#### [Texto de referencia]
#####

Así como en la cristiandad que Kierkegaard critica se debería recordar todos los domingos que, en relación con la vida de Cristo -el camino y la verdad-, es falso admirar en vez de imitar, en la mundanidad se debería recordar día a día que la auténtica admiración humana es tan sentimental y egoísta como el amor propio. Ante un peligro o ante la constatación de que todo lo grandioso esperado no se realiza, la admiración fácilmente se transforma en todo lo contrario, en celos, odio o traición. Estos son peligros reales –en este caso, no ligados a la confesión de Cristo- capaces de revelar con justeza hasta qué punto uno no es más que un admirador, a diferencia de lo que sucede en la favorecedora calma de la cristiandad establecida, donde es dificilísimo distinguir entre un admirador y un imitador.

Mientras que uno asegure muy convencido, mediante la palabra y los gestos, que se acepta fervientemente una doctrina, pero esto no signifique la mínima influencia para la propia vida, “mayor patente de payaso alcanza, mostrando ser o un payaso o un engañador” (Ejercitación…, p. 334). Aunque a simple vista no haya ninguna diferencia esencial entre un admirador y un imitador más que en el discurso pomposo del primero, hay, no obstante, una diferencia infinita, ya que el último es o se esfuerza por ser lo que admira mientras que el primero se mantiene personalmente fuera. Sólo el peligro de la realidad aparejado a la negación de sí mismo en sentido mundano, sin una vuelta “en serio” a la propia interioridad, puede revelar esta diferencia con precisión.

#####

#### [Listado proporcionado]
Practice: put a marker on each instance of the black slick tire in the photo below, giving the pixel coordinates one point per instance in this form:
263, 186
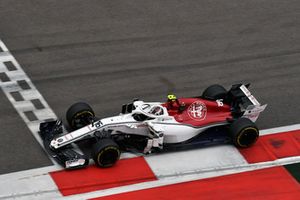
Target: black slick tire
79, 115
244, 132
105, 153
214, 92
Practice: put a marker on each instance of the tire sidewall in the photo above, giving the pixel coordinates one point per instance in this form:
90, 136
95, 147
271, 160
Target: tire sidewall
104, 146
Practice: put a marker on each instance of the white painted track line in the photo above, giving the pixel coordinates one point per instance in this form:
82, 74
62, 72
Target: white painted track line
39, 184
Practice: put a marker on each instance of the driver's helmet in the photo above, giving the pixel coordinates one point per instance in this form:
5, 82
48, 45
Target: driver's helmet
156, 110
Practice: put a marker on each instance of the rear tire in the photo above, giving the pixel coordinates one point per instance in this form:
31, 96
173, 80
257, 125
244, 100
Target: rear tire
79, 115
214, 92
105, 153
244, 132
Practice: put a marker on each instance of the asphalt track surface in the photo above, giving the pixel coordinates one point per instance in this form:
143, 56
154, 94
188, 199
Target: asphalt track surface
108, 52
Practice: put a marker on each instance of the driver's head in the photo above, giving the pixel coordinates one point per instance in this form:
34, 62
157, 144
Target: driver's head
172, 97
156, 110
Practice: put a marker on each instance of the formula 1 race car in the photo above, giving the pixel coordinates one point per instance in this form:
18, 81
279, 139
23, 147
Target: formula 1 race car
217, 117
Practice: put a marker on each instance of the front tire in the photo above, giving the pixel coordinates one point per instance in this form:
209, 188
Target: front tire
79, 115
244, 132
106, 153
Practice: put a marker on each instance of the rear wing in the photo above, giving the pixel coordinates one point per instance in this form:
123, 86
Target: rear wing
243, 103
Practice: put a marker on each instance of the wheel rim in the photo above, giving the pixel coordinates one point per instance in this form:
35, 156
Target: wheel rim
108, 157
247, 137
82, 119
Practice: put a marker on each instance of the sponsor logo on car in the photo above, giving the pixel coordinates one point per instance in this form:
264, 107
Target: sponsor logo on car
197, 111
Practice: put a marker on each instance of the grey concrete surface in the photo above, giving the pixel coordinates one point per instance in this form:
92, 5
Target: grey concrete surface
108, 52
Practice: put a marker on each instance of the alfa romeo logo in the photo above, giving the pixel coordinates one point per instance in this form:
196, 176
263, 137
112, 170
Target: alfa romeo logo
197, 111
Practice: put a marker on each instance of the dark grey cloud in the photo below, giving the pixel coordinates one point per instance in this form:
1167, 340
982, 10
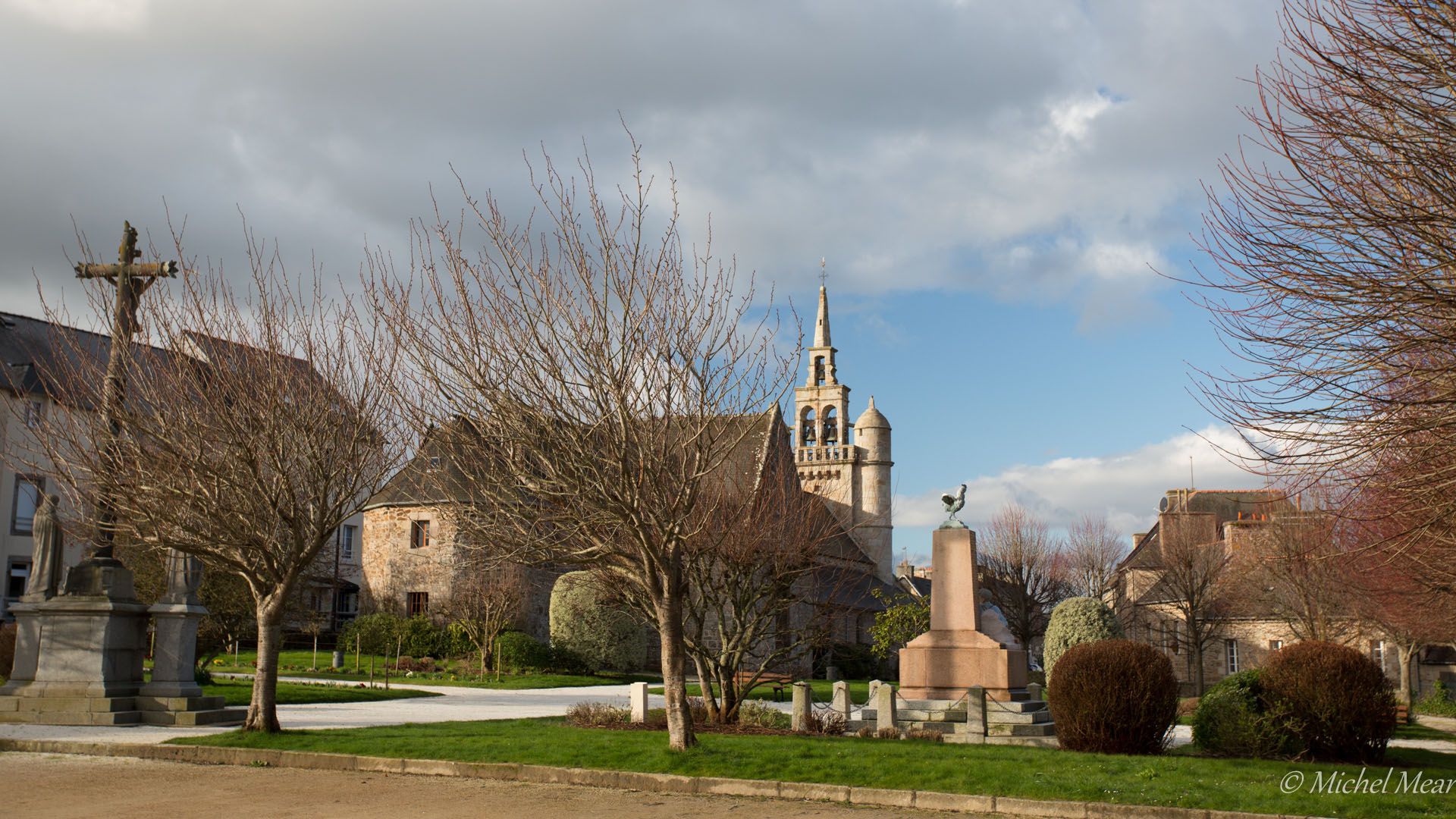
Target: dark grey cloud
1030, 149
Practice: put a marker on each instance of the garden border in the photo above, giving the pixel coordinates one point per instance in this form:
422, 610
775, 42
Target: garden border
626, 780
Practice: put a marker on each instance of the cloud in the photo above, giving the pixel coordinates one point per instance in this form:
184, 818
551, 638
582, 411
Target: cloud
85, 15
1123, 487
916, 146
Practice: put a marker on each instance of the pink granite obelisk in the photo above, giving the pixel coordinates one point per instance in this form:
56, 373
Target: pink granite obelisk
943, 664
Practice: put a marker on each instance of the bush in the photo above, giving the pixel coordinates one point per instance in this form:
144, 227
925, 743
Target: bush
1076, 621
854, 661
1114, 697
1436, 701
522, 653
1234, 719
761, 714
598, 714
1338, 704
6, 649
585, 623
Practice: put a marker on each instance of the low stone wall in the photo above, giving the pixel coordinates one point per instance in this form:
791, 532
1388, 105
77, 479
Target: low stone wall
626, 780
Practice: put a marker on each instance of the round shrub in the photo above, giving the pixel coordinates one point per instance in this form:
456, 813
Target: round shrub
522, 653
1232, 720
1076, 621
1338, 704
592, 629
1114, 697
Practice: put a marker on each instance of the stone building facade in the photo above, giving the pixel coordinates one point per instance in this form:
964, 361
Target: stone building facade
413, 560
1245, 632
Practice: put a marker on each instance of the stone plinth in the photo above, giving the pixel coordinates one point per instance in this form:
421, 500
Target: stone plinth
174, 661
949, 659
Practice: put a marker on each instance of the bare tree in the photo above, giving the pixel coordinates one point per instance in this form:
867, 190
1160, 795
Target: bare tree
1094, 550
592, 381
762, 580
254, 426
1334, 240
1196, 583
484, 602
1294, 569
1024, 572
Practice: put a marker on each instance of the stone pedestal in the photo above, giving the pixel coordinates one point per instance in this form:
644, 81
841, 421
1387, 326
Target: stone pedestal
946, 662
79, 657
175, 654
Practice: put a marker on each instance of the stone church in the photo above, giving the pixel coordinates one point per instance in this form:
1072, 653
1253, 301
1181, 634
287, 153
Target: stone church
411, 561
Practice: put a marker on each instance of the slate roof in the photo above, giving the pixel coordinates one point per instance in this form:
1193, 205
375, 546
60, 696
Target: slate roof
42, 357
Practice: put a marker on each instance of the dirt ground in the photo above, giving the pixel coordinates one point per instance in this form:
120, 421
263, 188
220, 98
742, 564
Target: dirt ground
36, 786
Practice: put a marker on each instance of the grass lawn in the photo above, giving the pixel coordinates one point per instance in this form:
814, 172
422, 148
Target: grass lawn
239, 692
1174, 780
823, 691
456, 672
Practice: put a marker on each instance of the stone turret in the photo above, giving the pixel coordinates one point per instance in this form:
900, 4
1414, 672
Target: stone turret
873, 528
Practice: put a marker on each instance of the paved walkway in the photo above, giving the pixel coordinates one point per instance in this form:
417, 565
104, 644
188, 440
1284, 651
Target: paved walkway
455, 704
460, 704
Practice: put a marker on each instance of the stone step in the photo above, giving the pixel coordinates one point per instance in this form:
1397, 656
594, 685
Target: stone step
209, 717
1014, 729
181, 703
1018, 719
1024, 741
1017, 707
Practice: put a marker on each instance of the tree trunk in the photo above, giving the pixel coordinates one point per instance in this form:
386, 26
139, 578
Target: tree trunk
705, 686
262, 710
1407, 689
674, 681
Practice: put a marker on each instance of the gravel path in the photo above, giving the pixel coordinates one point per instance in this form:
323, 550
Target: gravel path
69, 786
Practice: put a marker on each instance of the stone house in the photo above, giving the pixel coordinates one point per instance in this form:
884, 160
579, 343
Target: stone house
413, 556
34, 354
1247, 632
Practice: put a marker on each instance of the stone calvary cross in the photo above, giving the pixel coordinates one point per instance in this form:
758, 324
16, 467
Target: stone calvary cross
130, 280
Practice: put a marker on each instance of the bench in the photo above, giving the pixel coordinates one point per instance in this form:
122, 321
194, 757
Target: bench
778, 681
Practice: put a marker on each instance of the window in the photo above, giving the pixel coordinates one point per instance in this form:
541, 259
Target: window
33, 413
15, 579
419, 534
27, 500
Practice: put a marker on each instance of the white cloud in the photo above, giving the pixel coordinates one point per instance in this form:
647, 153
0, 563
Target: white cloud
86, 15
1125, 487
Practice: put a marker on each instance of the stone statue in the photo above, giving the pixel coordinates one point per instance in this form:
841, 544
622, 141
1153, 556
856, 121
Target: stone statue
952, 504
184, 577
47, 544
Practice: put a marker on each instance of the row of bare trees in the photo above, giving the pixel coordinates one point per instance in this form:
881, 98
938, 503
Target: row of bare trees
598, 381
1028, 570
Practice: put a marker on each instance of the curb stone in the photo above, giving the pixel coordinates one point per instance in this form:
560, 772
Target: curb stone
631, 780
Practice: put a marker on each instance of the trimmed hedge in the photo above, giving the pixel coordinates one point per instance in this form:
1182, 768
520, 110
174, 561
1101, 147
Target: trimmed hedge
1232, 720
1337, 703
592, 629
1076, 621
1114, 697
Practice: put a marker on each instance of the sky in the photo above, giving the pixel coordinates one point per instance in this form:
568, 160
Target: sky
1005, 193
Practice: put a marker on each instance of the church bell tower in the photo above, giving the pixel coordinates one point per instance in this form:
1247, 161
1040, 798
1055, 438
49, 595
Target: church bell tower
846, 464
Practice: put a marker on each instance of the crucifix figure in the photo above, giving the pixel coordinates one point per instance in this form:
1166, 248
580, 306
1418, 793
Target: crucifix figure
130, 280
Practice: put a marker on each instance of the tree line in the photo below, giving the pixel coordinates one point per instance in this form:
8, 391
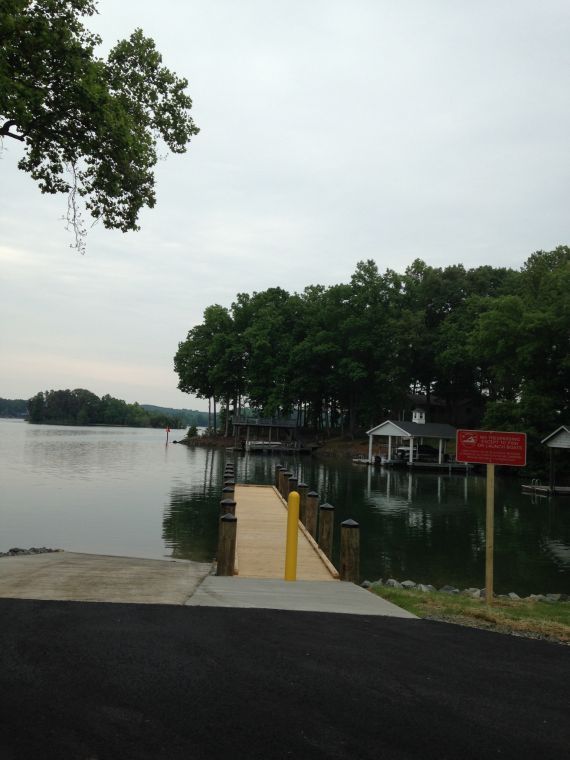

#####

#### [Tarea asignada 1]
Traduce al inglés esta oración del texto sobre admiración e imitación: "Ante un peligro o ante la constatación de que todo lo grandioso esperado no se realiza, la admiración fácilmente se transforma en todo lo contrario, en celos, odio o traición."
#### [Tarea asignada 2]
Prolonga el texto sobre admiración e imitación a partir de su última oración.
El listado procede de una fuente distinta a la del texto de referencia.

#### [Resultado 1]
In the face of danger, or upon realizing that all the greatness one expected does not come to pass, admiration easily turns into its very opposite, into jealousy, hatred, or betrayal.

#### [Resultado 2]
Tanto en la obra edificante –Para un examen de sí mismo recomendado a este tiempo- como en la obra seudónima –Ejercitación del cristianismo-, a las que me he limitado en esta oportunidad, Kierkegaard señala con el mismo hincapié esta diferencia fundamental para cualquier ámbito de la vida y expresión de la propia existencia. En términos religiosos, el imitador es el verdadero cristiano, al igual que, en términos éticos, el admirador, indiferente e inconstante, es la mentira. Incapaz de asemejarse a aquello que admira, sus “consideraciones” especiales hacia una cosa u otra pueden modificarse de inmediato en los sentimientos más negativos de odio y envidia.

 

Bibliografía:

KIERKEGAARD, S., Ejercitación del cristianismo. Trad., prólogo y notas de Demetrio Gutiérrez Rivero, Madrid: Ediciones Guadarrama, 350 pp.

-----------------------------, La enfermedad mortal. Trad. y notas de Demetrio Gutiérrez Rivero, Madrid: Trotta, 2008, 171 pp.

-----------------------------, Para un examen de sí mismo recomendado a este tiempo. Trad., introducción y notas de Andrés Roberto Albertsen en colaboración con María José Binetti, Carlos Raúl Cordero, Óscar Alberto Cuervo y Ana María Fioravanti, Madrid: Trotta, 2011, 109 pp.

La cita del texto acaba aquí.